▶ [BRIEF]: Every record below should be printed again exactly, with its pictures removed.

━━━ RECORDED DATA ━━━

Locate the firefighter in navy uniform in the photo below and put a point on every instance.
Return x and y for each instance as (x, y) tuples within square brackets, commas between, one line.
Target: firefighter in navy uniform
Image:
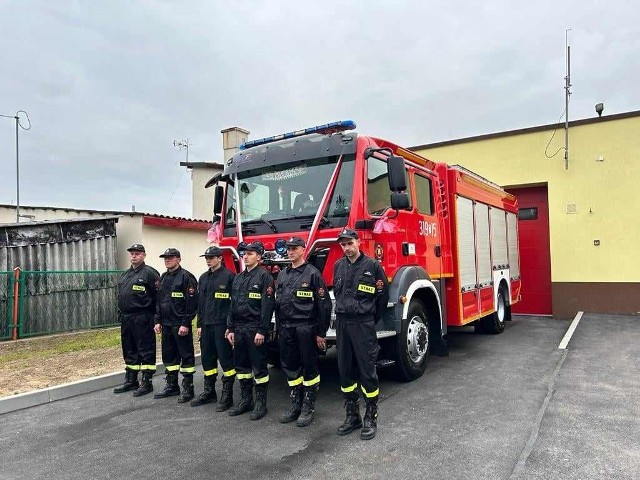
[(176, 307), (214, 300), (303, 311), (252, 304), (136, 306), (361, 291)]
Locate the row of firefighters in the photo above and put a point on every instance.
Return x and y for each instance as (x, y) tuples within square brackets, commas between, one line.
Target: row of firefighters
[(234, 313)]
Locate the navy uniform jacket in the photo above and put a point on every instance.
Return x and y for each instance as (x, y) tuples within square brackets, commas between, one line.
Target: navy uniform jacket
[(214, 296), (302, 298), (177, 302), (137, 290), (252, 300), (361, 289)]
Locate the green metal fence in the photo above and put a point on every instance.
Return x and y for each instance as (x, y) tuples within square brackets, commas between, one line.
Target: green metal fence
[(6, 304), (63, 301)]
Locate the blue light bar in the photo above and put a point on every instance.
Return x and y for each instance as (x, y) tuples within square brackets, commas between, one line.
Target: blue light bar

━━━

▶ [TASK ANSWER]:
Locate the firefighter in navy uniform in the photo below and put a point on every instance.
Return x and y for each instance as (x, y) tuples within square brackets, commas between, one line.
Target: firefighter in navy uniform
Image:
[(176, 307), (214, 300), (303, 311), (252, 304), (136, 306), (361, 291)]
Locate the row of firefighters in the photo above and put a point on every instance.
Return x and y for each instance as (x, y) tuples within square brackets, commas between, one line.
Target: row of firefighters
[(234, 313)]
Locate the navy uniform jacket in the photo above and put a point on every instance.
Return x and y for each instance as (x, y) tuples within square brackets, commas between, one line.
Target: navy uniform jacket
[(214, 296), (302, 298), (177, 302), (137, 290), (252, 300), (361, 289)]
Locate the green metal fence in the photo above and put a point on every instance.
Return x and y for each instance as (x, y) tuples within square brackets, commas between, one line.
Target: green metal fence
[(6, 304), (63, 301)]
Locate the blue light bar in the photo above and put a point on every instance.
Return x and y for each instance as (x, y) tuples within square brackets, commas between, one line.
Target: blue light bar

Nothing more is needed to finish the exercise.